Indemnified Liabilities shall have the meaning
specified in Section 7.1 of the Participation Agreement.
Indemnitee(s) shall mean Agent in both its individual
and agent capacity, the Lessors, any Affiliate of any of them and
any assignee, officer, director, employee, attorney or agent of
any of them.
Index Reference shall have the meaning specified in
Schedule III to the Lease.
Insolvency Proceeding shall have the meaning specified
in Section 11.5(b) of the Participation Agreement.

## Required tasks
a: Revise the lease definitions from "Indemnitee(s) shall mean" up to and including "11.5(b) of the Participation Agreement.", putting "Lenders" in place of "Lessors".
b: Continue the lease definitions from the point where they stop.
The rows after the lease definitions come from a separate source.

[Dataset entries]
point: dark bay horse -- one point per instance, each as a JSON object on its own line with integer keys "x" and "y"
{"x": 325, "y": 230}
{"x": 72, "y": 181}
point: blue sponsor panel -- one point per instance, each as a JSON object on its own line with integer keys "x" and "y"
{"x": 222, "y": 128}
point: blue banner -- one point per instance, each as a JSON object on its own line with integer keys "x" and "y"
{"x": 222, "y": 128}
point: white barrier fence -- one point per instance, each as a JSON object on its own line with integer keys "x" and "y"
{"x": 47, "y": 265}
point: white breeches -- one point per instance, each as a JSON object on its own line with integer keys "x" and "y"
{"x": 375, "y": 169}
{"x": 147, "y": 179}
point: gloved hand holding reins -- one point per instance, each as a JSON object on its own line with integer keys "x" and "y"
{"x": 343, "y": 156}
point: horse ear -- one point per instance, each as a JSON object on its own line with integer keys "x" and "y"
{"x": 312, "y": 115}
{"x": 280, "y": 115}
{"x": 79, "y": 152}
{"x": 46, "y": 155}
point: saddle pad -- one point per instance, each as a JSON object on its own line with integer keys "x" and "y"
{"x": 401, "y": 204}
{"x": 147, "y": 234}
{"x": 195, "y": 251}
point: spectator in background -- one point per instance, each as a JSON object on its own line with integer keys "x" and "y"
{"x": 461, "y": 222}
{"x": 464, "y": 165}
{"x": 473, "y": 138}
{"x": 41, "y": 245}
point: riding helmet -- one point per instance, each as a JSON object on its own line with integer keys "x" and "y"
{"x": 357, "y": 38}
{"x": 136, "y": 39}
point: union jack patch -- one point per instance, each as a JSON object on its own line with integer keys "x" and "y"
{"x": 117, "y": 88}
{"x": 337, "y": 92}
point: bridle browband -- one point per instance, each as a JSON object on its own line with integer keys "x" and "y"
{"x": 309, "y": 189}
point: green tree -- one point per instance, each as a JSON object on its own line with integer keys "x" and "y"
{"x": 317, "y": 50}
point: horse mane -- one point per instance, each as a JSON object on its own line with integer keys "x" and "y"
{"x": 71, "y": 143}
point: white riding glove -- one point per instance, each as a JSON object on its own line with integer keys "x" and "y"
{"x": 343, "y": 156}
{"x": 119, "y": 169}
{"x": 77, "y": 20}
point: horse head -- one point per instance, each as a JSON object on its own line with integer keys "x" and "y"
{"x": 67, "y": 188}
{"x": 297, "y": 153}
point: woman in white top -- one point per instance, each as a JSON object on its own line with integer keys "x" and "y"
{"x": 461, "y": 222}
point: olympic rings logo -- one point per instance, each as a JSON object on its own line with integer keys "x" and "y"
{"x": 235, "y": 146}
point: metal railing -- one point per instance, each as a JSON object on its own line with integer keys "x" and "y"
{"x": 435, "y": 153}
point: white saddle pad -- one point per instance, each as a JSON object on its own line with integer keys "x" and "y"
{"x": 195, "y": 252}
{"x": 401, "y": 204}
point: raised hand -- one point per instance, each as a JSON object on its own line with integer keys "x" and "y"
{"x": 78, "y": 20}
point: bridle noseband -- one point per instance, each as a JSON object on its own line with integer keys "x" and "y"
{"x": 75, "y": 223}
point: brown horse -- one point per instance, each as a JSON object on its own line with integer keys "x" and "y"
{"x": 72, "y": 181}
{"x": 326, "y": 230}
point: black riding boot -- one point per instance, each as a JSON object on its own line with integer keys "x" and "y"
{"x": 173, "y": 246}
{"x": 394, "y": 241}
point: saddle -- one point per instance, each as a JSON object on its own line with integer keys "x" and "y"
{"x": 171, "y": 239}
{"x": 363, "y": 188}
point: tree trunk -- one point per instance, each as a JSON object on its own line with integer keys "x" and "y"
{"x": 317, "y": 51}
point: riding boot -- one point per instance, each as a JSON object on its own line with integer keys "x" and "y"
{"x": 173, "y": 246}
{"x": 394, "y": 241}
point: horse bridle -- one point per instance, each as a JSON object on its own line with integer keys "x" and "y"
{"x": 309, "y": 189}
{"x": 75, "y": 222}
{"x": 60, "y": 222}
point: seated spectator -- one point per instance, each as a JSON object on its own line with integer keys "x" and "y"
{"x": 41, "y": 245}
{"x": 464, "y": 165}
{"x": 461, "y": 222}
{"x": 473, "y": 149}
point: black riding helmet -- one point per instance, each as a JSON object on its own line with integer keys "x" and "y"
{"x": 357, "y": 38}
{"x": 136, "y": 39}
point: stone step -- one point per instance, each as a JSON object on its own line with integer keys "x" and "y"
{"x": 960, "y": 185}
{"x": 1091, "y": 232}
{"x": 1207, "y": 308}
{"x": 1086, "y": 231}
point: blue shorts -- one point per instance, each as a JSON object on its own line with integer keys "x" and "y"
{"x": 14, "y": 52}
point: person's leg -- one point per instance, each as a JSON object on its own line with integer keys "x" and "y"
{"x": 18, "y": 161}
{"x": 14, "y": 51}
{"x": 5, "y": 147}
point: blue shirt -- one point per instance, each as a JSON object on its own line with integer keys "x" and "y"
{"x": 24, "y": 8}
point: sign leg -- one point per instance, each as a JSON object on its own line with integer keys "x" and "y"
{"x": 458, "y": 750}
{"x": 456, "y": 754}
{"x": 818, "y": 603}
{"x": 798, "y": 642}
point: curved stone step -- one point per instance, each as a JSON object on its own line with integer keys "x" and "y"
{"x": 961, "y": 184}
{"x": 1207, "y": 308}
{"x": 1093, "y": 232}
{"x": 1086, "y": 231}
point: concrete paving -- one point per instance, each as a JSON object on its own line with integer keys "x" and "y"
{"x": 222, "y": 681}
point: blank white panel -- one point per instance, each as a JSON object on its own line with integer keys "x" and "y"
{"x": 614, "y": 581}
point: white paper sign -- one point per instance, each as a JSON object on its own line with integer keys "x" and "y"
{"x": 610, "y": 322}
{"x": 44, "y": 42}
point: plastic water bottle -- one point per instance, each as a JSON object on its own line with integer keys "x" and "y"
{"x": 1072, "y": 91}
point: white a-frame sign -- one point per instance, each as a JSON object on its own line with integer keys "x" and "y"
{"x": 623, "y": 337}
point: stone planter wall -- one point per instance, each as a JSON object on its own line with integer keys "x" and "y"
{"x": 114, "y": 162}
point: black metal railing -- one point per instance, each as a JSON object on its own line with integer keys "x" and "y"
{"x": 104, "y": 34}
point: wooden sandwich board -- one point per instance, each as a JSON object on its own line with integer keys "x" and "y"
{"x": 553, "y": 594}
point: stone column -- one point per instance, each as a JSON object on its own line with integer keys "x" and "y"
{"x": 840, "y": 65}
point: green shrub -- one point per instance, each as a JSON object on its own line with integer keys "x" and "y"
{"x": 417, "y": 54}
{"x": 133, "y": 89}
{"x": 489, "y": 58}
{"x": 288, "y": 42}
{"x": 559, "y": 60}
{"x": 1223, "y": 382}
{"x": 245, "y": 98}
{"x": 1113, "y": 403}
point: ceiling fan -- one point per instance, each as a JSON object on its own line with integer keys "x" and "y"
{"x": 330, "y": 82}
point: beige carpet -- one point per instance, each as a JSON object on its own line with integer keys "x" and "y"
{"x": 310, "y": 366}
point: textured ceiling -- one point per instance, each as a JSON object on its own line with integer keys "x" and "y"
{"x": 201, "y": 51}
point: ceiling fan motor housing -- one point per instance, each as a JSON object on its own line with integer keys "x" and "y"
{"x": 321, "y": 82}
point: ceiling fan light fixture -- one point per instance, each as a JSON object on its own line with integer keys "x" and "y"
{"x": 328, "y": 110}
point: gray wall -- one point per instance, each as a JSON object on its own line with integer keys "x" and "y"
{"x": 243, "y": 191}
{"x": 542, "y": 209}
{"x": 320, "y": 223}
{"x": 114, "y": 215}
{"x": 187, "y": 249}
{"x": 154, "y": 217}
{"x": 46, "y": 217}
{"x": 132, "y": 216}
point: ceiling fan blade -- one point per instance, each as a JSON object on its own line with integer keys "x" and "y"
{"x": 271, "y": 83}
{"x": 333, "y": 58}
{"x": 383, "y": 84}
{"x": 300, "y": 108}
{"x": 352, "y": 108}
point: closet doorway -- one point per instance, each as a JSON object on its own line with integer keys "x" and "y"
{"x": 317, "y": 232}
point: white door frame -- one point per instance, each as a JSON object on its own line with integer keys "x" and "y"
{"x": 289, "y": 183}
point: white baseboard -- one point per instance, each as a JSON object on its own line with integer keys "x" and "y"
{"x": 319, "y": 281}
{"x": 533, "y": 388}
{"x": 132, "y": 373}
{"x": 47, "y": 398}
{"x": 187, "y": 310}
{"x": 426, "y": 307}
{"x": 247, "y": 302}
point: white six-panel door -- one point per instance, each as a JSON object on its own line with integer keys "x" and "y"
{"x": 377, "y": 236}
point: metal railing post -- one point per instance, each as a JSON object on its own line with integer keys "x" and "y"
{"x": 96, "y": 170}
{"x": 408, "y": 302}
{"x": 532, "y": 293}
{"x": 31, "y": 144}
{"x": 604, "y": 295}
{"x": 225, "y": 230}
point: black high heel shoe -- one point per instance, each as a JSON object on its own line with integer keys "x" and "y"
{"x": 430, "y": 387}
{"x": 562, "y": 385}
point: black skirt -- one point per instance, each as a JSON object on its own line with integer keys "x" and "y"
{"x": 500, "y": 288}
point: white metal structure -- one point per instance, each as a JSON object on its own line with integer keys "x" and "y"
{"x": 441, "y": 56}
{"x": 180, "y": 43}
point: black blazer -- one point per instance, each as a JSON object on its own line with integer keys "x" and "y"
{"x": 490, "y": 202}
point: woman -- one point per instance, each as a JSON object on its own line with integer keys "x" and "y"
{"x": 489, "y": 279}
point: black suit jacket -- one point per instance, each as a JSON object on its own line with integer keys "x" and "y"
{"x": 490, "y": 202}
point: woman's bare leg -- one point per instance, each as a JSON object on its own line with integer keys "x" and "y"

## Expected results
a:
Indemnitee(s) shall mean Agent in both its individual
and agent capacity, the Lenders, any Affiliate of any of them and
any assignee, officer, director, employee, attorney or agent of
any of them.
Index Reference shall have the meaning specified in
Schedule III to the Lease.
Insolvency Proceeding shall have the meaning specified
in Section 11.5(b) of the Participation Agreement.

b:
Intellectual Property Collateral shall mean:
(a) all software programs (including both source
code, object code and all related applications and data
files), whether now owned, licensed or leased or hereafter
acquired by Lessee, designed for use on any computers and
electronic data processing hardware constituting part of and
not readily removable from the Vehicles and necessary for
the operation and maintenance of the Vehicles; provided that
with respect to any licensed or leased software program the
foregoing shall be included in Intellectual Property
Collateral only to the extent that a grant of a security
interest is not prohibited by the terms of the license or
lease;
(b) all firmware associated therewith;
(c) all documentation (including flow charts,
logic diagrams, manuals, guides and specifications) with
respect to such hardware, software and firmware described in
the preceding clauses (a) and (b); and
(d) all rights with respect to all of the
foregoing, including, without limitation, any and all
copyrights, licenses, options, warranties, service
contracts, program services, test rights, maintenance
rights, support rights, improvement rights, renewal rights
and indemnifications and any substitutions, replacements,
additions or model conversions of any of the foregoing.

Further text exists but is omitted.